Start of Material to process

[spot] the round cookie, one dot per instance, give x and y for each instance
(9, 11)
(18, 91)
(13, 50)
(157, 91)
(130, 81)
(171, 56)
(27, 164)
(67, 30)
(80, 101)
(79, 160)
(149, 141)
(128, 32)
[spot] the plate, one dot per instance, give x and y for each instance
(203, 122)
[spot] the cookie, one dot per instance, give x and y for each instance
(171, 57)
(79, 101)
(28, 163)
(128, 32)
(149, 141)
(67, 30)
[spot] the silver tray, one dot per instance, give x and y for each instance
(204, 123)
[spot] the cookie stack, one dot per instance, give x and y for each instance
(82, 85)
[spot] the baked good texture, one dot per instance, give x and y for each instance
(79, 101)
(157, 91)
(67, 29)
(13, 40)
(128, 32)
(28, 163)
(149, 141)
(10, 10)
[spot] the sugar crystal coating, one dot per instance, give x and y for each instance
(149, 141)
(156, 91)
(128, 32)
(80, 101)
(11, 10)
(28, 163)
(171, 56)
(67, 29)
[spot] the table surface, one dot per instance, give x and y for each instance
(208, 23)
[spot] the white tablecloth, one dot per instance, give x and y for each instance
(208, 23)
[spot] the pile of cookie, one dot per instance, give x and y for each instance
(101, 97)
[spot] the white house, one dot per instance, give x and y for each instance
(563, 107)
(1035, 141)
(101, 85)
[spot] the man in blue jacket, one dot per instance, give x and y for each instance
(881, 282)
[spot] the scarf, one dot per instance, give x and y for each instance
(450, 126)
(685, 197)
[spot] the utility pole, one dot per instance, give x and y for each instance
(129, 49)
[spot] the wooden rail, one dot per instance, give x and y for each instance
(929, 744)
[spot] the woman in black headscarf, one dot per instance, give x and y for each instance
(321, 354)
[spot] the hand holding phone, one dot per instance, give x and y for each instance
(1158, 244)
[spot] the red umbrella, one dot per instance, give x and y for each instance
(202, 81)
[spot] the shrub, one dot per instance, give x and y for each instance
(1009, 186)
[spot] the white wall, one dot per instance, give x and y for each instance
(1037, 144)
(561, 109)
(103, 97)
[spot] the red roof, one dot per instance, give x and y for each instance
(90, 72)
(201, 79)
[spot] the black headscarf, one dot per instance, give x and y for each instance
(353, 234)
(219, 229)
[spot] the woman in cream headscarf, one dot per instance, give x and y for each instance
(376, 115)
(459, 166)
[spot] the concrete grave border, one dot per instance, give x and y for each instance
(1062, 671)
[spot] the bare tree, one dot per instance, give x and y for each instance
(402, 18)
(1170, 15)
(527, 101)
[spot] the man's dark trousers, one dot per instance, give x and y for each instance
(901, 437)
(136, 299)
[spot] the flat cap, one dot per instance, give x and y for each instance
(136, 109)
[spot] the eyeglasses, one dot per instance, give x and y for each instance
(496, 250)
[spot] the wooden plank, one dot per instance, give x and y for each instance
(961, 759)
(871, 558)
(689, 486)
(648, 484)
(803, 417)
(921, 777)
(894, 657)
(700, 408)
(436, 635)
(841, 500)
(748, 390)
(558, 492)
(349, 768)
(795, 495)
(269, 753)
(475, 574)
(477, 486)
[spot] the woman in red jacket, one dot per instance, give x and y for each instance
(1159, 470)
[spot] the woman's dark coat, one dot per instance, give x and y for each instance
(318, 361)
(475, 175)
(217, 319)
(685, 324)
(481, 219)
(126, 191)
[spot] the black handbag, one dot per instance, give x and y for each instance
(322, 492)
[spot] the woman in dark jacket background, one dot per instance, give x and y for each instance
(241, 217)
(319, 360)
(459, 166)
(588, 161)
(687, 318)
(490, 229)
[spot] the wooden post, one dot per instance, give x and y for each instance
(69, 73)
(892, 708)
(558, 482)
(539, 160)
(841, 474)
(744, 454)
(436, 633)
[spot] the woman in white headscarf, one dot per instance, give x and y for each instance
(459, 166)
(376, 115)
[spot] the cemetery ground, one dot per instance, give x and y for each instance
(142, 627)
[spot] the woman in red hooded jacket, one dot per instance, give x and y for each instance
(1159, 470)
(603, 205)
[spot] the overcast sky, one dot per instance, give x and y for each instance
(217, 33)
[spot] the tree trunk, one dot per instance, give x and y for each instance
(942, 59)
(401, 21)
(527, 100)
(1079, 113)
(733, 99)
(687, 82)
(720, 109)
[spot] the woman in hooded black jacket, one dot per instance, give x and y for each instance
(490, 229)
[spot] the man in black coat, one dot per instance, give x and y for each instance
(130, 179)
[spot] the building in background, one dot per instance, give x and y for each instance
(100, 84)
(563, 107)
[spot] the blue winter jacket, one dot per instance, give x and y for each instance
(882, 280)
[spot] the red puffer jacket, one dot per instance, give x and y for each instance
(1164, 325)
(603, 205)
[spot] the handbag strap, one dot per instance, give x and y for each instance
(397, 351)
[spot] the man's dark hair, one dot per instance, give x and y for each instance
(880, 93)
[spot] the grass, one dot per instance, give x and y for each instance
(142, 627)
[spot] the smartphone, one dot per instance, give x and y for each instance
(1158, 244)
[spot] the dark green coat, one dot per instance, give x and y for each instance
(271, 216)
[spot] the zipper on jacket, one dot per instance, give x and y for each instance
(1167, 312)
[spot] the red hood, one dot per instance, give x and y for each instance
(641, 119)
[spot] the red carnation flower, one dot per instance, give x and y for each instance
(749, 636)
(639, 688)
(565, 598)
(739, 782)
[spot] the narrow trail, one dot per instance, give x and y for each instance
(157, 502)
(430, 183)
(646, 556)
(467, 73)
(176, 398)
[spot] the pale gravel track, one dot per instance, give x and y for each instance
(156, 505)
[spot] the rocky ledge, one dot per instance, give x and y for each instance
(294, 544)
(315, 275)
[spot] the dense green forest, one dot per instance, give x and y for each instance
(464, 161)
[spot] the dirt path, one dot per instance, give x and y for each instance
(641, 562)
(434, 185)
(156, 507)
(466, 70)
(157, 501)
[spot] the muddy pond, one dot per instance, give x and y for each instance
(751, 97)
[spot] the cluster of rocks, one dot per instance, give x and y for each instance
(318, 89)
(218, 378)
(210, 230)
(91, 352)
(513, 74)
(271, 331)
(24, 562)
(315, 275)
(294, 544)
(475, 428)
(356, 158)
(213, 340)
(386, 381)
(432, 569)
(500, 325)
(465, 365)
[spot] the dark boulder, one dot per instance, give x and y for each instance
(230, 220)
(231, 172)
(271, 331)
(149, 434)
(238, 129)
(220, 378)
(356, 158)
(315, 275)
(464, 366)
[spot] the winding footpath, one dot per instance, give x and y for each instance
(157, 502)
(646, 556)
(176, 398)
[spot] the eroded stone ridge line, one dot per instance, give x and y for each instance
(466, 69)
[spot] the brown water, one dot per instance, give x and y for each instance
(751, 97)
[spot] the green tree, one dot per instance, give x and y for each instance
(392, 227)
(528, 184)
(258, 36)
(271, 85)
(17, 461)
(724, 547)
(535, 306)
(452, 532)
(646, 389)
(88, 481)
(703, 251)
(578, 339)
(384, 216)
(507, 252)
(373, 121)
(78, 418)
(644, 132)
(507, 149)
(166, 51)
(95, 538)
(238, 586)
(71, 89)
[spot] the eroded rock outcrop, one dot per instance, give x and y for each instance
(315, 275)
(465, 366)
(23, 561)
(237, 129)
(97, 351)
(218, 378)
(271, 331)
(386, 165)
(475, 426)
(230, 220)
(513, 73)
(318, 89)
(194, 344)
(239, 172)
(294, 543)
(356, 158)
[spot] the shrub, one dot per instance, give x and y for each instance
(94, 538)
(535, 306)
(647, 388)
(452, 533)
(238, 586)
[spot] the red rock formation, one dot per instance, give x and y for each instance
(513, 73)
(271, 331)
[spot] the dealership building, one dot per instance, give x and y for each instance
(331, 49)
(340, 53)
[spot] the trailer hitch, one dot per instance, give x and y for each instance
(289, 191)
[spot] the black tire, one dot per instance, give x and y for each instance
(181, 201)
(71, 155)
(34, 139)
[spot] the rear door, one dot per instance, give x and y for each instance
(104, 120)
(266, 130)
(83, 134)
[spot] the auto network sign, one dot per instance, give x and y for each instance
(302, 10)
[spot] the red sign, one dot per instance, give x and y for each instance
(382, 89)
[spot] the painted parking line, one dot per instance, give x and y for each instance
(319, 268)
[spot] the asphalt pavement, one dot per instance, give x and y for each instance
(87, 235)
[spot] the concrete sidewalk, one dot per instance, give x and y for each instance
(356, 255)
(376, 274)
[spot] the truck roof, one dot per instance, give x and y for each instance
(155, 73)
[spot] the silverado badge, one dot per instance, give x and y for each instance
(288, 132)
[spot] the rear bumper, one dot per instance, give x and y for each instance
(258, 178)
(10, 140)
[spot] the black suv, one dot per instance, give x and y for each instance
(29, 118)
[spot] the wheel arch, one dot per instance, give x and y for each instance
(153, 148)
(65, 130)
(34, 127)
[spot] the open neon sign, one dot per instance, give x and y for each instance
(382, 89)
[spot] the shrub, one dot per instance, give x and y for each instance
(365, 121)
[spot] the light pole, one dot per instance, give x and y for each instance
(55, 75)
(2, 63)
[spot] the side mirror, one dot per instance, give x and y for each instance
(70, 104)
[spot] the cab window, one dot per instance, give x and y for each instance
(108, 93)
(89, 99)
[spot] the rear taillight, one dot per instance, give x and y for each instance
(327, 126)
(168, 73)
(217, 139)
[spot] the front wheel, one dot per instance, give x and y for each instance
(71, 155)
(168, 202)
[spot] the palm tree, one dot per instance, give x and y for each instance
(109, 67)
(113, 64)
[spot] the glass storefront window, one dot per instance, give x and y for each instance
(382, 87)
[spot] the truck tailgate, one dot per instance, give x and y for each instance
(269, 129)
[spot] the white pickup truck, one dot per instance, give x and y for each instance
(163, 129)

End of Material to process

Write out again, unchanged, every line from the line containing "[spot] the cab" to the final line of the material above.

> _Response to the task_
[spot] the cab window, one dot per instance, give x and y for each instance
(108, 93)
(89, 99)
[spot] the rear taillight, one dot per instance, give x and y for each instance
(327, 126)
(168, 73)
(217, 139)
[spot] the front wheel, one dot per instance, give x and y for each instance
(71, 155)
(168, 202)
[spot] the palm tree, one dot per instance, give x and y for each instance
(109, 67)
(113, 64)
[spot] the glass storefront window, one dot per instance, give x and y for each instance
(382, 87)
[spot] the truck tailgate, one dot per instance, give x and y for each instance
(269, 129)
[spot] the white pickup truck, one dot per instance, give x and y for each instance
(163, 129)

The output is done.